Challenge
Copy out all of the material below, swapping "drop" for "place" wherever it occurs and keeping everything else unchanged.

Records for this exercise
########

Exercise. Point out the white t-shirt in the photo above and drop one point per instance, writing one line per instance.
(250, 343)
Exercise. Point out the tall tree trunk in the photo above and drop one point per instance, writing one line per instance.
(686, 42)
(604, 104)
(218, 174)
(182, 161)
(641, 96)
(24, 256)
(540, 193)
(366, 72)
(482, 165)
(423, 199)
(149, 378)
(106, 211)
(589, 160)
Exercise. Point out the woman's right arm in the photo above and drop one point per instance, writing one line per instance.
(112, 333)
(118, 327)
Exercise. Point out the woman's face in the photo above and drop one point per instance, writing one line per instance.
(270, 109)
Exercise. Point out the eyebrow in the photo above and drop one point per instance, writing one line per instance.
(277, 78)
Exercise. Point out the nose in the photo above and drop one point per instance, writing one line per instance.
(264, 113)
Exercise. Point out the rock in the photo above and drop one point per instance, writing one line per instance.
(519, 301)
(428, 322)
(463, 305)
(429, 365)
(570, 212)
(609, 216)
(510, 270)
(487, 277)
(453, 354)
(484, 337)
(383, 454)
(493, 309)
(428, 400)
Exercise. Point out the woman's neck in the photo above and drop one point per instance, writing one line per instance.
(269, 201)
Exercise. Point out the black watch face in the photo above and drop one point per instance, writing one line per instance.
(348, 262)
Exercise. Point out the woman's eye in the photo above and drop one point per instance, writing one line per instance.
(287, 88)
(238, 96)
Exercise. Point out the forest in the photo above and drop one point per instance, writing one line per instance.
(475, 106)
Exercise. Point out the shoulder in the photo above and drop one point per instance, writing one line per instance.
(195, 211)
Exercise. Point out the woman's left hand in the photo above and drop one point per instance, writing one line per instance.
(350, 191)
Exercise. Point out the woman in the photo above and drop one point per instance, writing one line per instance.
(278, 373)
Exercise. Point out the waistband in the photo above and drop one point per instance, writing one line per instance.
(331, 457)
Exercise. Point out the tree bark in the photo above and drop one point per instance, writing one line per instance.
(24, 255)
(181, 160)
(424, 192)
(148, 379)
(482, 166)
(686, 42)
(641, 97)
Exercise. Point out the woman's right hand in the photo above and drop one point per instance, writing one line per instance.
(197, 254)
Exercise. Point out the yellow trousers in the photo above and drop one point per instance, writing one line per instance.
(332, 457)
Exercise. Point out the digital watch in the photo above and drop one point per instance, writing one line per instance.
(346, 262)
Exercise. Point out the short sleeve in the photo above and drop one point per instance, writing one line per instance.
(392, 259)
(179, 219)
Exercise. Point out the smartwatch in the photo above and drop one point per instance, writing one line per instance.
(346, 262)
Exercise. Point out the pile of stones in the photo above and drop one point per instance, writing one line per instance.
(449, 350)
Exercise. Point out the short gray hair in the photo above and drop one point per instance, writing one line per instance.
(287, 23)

########

Output below
Exercise. Point out the white t-shirt in the photo above and place one point per instance, writing one line per instance.
(250, 343)
Exercise. Point out the tall tree trunk in the photo above and place one point per instance, writing one line per instance.
(686, 42)
(604, 104)
(218, 174)
(182, 161)
(641, 96)
(24, 256)
(540, 193)
(366, 72)
(482, 165)
(423, 199)
(149, 378)
(106, 211)
(589, 160)
Exercise. Point out the woman's right arm in the photo above and place one point per instance, writing one line per instance.
(112, 333)
(118, 327)
Exercise. Point out the woman's face in the photo above and place one point per instance, writing one line per instance.
(270, 109)
Exercise. Point out the eyebrow in the photo above and place one point per instance, writing one line per instance.
(277, 78)
Exercise. Point out the nose in the photo above and place one point per instance, writing one line per instance.
(264, 113)
Exercise. Point out the rock in the photo above and place one point per instance, writing one line per instance.
(519, 301)
(428, 322)
(463, 305)
(429, 365)
(570, 212)
(609, 216)
(510, 270)
(487, 277)
(453, 354)
(484, 337)
(383, 454)
(493, 309)
(428, 400)
Exercise. Point out the woman's neck in the photo above and place one point per instance, writing one line per instance.
(269, 201)
Exercise. Point out the black watch face in the photo above and place one point per instance, writing one line per instance.
(348, 262)
Exercise. Point out the woman's eye in the photo above and place one point per instance, writing one line per instance.
(287, 88)
(238, 96)
Exercise. Point out the forest in the photo above and place one point per instance, writing one line per instance.
(475, 106)
Exercise. Point out the shoulder in the photo above and place one point per instance, writing one line per instance.
(195, 211)
Exercise. Point out the woman's left hand in the photo above and place one point per instance, writing one line per instance.
(350, 191)
Exercise. Point out the woman in the photo above and place one point per instance, writing one line per instance.
(278, 373)
Exercise. Point out the waistband in the photo above and place one point per instance, writing one line per instance.
(331, 457)
Exercise. Point out the tree bark in the photo above and place one point per instance, writing one line per instance.
(24, 255)
(181, 160)
(424, 192)
(148, 379)
(482, 166)
(686, 42)
(641, 97)
Exercise. Point out the woman's right hand in the photo above and place one point per instance, writing one line per instance.
(197, 254)
Exercise. Point out the yellow trousers in the photo above and place one point per instance, writing one line per instance.
(332, 457)
Exercise. Point out the digital watch in the photo above and place one point per instance, writing one line per instance.
(346, 262)
Exercise. Point out the short sleeve in the photo above and place one point per instance, writing one line per instance.
(392, 259)
(179, 219)
Exercise. Point out the smartwatch in the photo above and place one point per instance, writing one line per instance.
(346, 262)
Exercise. Point out the pile of stones in the photo above and place one point per instance, writing one line per instance.
(449, 350)
Exercise. Point out the short gray hair in the photo above and place one point per instance, writing one line per instance.
(287, 23)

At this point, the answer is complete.